** Start DATA IN THIS EXERCISE **
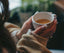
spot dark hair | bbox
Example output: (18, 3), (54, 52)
(0, 0), (16, 53)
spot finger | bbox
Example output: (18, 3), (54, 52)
(34, 26), (46, 34)
(40, 26), (56, 37)
(40, 20), (57, 35)
(27, 16), (32, 23)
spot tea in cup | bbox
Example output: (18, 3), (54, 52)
(32, 12), (55, 29)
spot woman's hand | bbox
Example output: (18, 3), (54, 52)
(16, 17), (32, 38)
(33, 18), (57, 38)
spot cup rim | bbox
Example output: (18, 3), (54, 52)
(32, 12), (54, 25)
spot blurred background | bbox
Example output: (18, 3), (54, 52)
(8, 0), (64, 50)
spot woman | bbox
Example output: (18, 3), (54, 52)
(0, 0), (57, 53)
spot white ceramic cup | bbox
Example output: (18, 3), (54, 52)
(32, 12), (55, 29)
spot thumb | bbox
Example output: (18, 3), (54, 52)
(33, 26), (46, 34)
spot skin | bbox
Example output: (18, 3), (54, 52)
(16, 16), (57, 39)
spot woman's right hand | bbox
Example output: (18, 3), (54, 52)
(33, 18), (57, 38)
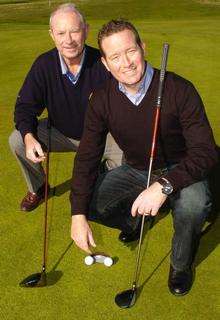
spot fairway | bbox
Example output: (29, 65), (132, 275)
(0, 0), (220, 320)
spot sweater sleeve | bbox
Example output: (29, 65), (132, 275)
(164, 83), (218, 191)
(14, 59), (46, 139)
(70, 90), (108, 215)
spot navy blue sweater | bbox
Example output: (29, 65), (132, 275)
(15, 46), (109, 140)
(70, 69), (218, 214)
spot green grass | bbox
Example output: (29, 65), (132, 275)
(0, 0), (220, 320)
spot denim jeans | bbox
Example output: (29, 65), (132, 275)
(89, 164), (211, 270)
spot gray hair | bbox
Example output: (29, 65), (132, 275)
(49, 3), (86, 28)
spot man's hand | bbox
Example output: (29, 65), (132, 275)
(24, 133), (45, 163)
(71, 214), (96, 254)
(131, 182), (167, 217)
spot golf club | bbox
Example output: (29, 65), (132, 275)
(19, 117), (51, 288)
(115, 43), (169, 308)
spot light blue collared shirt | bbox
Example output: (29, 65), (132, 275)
(118, 63), (154, 106)
(58, 49), (85, 85)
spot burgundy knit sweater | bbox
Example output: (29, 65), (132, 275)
(70, 70), (217, 214)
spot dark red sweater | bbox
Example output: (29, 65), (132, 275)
(70, 70), (217, 214)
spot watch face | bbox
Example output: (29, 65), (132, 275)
(162, 185), (173, 195)
(158, 178), (173, 195)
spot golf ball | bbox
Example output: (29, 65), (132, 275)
(84, 256), (94, 266)
(104, 257), (113, 267)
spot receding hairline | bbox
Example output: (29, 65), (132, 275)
(49, 3), (86, 29)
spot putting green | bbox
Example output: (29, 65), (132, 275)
(0, 0), (220, 320)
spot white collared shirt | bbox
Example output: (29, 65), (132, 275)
(118, 63), (154, 106)
(58, 49), (86, 85)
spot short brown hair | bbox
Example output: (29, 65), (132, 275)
(98, 19), (142, 57)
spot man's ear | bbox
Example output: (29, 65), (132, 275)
(141, 42), (146, 55)
(101, 57), (110, 71)
(49, 29), (54, 41)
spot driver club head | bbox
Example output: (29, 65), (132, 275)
(19, 272), (47, 288)
(115, 288), (137, 309)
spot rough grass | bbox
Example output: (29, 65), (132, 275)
(0, 0), (220, 320)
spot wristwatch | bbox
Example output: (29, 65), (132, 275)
(157, 177), (173, 196)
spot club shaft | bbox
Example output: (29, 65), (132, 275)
(132, 43), (169, 290)
(42, 119), (50, 272)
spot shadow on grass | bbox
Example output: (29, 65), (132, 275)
(137, 250), (171, 299)
(47, 241), (73, 287)
(51, 179), (72, 197)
** End DATA IN THIS EXERCISE **
• PROBLEM TO WORK ON: Rewrite every line of the data from the line containing "spot club shaft | bbox" through the end of the data, shifting each bounding-box coordinate in the answers up by 40. Leave all other lines, including the "Example output" lines, unchanged.

• ANSWER IN FULL:
spot club shaft | bbox
Example output: (29, 65), (132, 275)
(172, 83), (209, 330)
(82, 159), (90, 312)
spot shadow on grass | bbox
Example output: (29, 65), (132, 275)
(177, 290), (211, 339)
(87, 281), (113, 327)
(91, 219), (112, 237)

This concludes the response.